### Objetivo 1
Reformule en forma de lista breve el párrafo del texto que comienza con «Es cierto que Buchanan también incluyó» y conserve sus hechos principales.

### Texto mostrado
+ + + + + + +

Es cierto que Buchanan también incluyó una crítica muy dura de Winston Churchill, catalogando una larga lista de sus supuestas políticas desastrosas y reveses políticos y asignándole una buena parte de la culpa de la participación de Gran Bretaña en ambas guerras mundiales, decisiones fatídicas que, en consecuencia, condujeron al colapso del Imperio Británico. Pero aunque mi conocimiento de Churchill era demasiado escaso para emitir un veredicto, el caso que presentó para la acusación parecía razonablemente sólido. Los neoconservadores ya odiaban a Buchanan y puesto que adoraban notoriamente a Churchill como a un superhéroe de dibujos animados, cualquier tormenta de críticas procedente de esos sectores no sería de extrañar. Pero el libro en general me pareció una historia muy sólida e interesante, el mejor trabajo de Buchanan que había leído nunca, y le di amablemente mi evaluación favorable a McConnell, que obviamente se sintió bastante decepcionado. No mucho después, decidió ceder su puesto de editor del TAC a Kara Hopkins, su adjunta desde hacía tiempo, y la oleada de vilipendios que había sufrido recientemente por parte de muchos de sus antiguos aliados buchananistas seguramente contribuyó a ello.

La purga de nuestros principales historiadores y periodistas

Aunque mi conocimiento de la historia de la Segunda Guerra Mundial era bastante rudimentario en 2008, durante la década siguiente me embarqué en una gran cantidad de lecturas sobre la historia de esa época trascendental y mi juicio preliminar sobre la corrección de la tesis de Buchanan parecía fuertemente secundado.

+ + + + + + +

Filas almacenadas
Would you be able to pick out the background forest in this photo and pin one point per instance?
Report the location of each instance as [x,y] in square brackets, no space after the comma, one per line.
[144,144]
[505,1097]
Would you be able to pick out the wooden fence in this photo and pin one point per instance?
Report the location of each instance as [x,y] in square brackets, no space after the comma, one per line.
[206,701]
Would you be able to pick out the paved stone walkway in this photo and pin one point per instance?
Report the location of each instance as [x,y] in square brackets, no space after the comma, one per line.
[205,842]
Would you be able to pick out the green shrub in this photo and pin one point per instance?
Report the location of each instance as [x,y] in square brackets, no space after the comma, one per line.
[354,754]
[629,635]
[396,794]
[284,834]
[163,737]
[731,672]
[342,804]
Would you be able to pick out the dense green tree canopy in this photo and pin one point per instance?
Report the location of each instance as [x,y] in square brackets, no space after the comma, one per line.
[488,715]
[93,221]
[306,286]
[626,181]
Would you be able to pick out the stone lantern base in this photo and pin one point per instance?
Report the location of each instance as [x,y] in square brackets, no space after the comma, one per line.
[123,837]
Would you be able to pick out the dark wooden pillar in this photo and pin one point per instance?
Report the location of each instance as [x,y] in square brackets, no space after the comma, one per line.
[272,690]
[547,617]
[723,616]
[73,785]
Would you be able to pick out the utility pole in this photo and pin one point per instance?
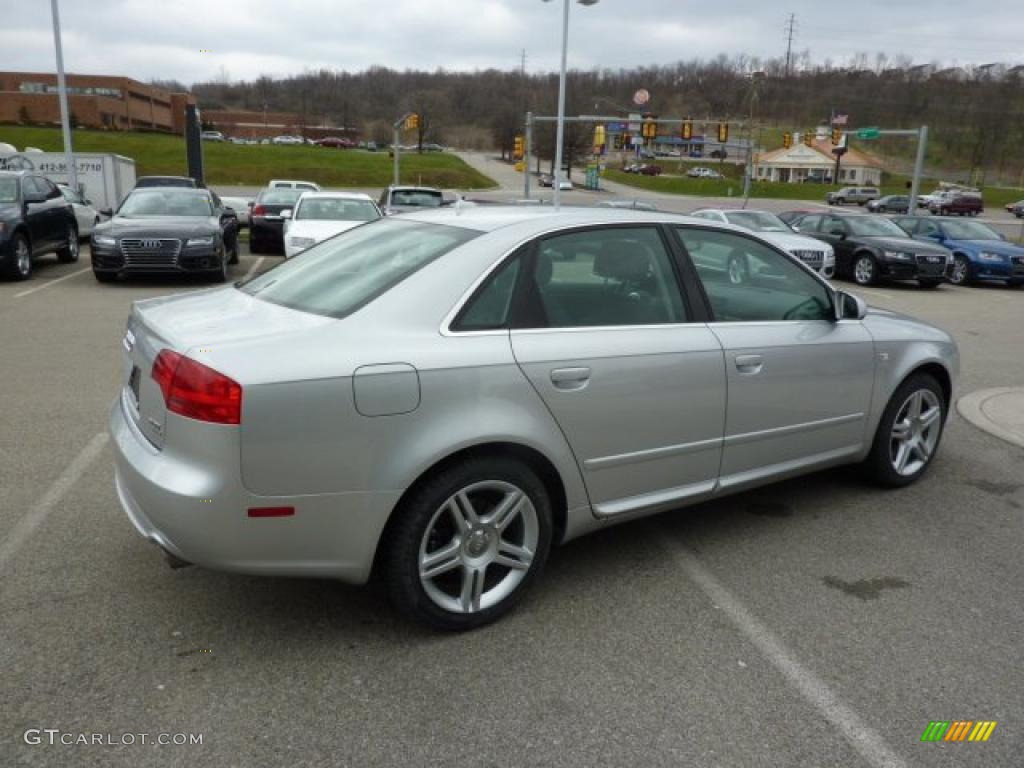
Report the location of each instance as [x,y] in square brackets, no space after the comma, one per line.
[791,27]
[62,95]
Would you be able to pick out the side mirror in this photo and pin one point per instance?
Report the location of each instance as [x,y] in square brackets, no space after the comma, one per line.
[850,306]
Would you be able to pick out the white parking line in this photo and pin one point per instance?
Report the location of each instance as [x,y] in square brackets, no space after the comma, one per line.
[254,267]
[866,741]
[35,516]
[50,283]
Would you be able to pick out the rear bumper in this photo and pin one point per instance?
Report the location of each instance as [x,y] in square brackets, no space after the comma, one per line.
[196,507]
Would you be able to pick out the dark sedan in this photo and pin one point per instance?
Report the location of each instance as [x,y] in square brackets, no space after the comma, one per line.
[266,227]
[869,249]
[35,219]
[167,229]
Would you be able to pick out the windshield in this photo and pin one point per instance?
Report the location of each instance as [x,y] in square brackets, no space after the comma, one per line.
[336,209]
[280,197]
[8,189]
[969,230]
[166,202]
[759,221]
[341,274]
[869,227]
[423,198]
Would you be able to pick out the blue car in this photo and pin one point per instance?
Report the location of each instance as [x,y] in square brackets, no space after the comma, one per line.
[979,251]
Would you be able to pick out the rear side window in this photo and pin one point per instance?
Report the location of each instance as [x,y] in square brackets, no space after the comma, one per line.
[339,275]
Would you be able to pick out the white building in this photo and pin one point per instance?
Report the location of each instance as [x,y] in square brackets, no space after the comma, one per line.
[800,161]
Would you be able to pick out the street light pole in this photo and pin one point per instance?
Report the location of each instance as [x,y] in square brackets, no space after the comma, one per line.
[62,96]
[560,129]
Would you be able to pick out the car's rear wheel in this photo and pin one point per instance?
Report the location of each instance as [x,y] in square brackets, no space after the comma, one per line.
[467,544]
[864,270]
[19,266]
[962,273]
[909,432]
[68,253]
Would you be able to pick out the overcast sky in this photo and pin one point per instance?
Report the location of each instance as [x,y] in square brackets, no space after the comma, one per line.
[169,39]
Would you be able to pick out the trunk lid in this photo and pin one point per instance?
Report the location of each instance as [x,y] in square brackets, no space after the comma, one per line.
[203,322]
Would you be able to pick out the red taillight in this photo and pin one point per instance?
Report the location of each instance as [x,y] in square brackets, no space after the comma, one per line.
[196,390]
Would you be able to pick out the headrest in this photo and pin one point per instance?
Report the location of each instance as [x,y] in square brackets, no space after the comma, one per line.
[625,260]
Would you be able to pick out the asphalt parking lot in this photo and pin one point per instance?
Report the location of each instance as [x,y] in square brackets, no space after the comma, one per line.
[815,623]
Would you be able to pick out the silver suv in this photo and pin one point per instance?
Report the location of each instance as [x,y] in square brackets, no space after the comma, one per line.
[859,195]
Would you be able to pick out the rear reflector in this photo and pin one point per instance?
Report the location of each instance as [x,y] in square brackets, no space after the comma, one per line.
[271,511]
[196,390]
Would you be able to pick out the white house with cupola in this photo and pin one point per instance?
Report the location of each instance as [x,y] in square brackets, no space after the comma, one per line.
[801,162]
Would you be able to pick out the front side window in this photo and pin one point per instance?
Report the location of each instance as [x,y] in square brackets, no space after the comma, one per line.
[603,276]
[748,282]
[338,275]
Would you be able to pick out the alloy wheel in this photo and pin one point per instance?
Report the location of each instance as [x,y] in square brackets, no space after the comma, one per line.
[915,432]
[478,547]
[863,270]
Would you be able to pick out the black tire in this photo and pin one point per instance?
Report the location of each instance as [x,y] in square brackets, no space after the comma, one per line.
[868,275]
[221,274]
[19,264]
[419,515]
[70,252]
[963,272]
[879,464]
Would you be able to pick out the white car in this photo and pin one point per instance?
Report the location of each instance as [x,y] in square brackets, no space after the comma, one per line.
[86,214]
[816,254]
[320,215]
[241,208]
[285,183]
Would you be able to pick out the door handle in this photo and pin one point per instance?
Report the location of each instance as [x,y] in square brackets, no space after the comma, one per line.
[749,364]
[569,378]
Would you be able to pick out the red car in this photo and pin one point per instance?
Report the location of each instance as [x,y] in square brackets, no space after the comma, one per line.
[334,141]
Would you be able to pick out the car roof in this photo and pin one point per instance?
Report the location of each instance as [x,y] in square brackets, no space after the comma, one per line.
[489,218]
[342,195]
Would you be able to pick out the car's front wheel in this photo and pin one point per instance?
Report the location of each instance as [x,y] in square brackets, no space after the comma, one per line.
[961,275]
[467,544]
[865,271]
[68,253]
[909,432]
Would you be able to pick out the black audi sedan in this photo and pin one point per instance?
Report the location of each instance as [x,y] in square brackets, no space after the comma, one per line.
[35,219]
[869,249]
[167,229]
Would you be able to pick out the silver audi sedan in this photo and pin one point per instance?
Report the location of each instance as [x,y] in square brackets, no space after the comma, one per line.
[440,397]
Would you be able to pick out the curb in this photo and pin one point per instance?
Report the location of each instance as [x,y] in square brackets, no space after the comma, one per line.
[972,408]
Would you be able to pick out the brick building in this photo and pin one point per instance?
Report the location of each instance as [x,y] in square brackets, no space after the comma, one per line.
[95,101]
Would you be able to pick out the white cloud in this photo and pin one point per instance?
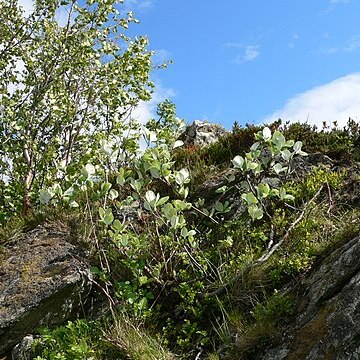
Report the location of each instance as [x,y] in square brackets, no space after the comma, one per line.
[147,109]
[251,53]
[352,44]
[335,101]
[138,4]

+ + + + + + +

### Objetivo 2
Extraiga todas las líneas de las filas anteriores que contengan la palabra «window».

### Respuesta correcta 1
- El libro de Buchanan incluía una crítica muy dura de Winston Churchill. Enumeraba sus supuestas políticas desastrosas y sus reveses políticos y le atribuía buena parte de la culpa de la participación de Gran Bretaña en ambas guerras mundiales, que condujo al colapso del Imperio Británico.
- Mi conocimiento de Churchill era demasiado escaso para emitir un veredicto, pero la acusación parecía razonablemente sólida.
- Los neoconservadores ya odiaban a Buchanan y adoraban a Churchill. Por eso las críticas procedentes de esos sectores no serían de extrañar.
- El libro me pareció una historia muy sólida e interesante, el mejor trabajo de Buchanan que había leído. Transmití esa evaluación favorable a McConnell, que se sintió bastante decepcionado.
- Poco después, McConnell cedió su puesto de editor del TAC a Kara Hopkins, su adjunta desde hacía tiempo. Probablemente contribuyeron a ello los vilipendios recibidos de muchos de sus antiguos aliados buchananistas.

### Respuesta correcta 2
Would you be able to pick out the rear side window in this photo and pin one point per instance?
Would you be able to pick out the front side window in this photo and pin one point per instance?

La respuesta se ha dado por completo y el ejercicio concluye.